-- Data lines --
— Start —

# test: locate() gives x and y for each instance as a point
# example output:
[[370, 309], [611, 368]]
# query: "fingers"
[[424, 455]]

— End —

-- Exercise prompt --
Reproduce the data above verbatim, line by line.

-- Result --
# test: locate() gives x and y for each instance as a point
# example output:
[[370, 309], [611, 368]]
# query: "fingers"
[[424, 455]]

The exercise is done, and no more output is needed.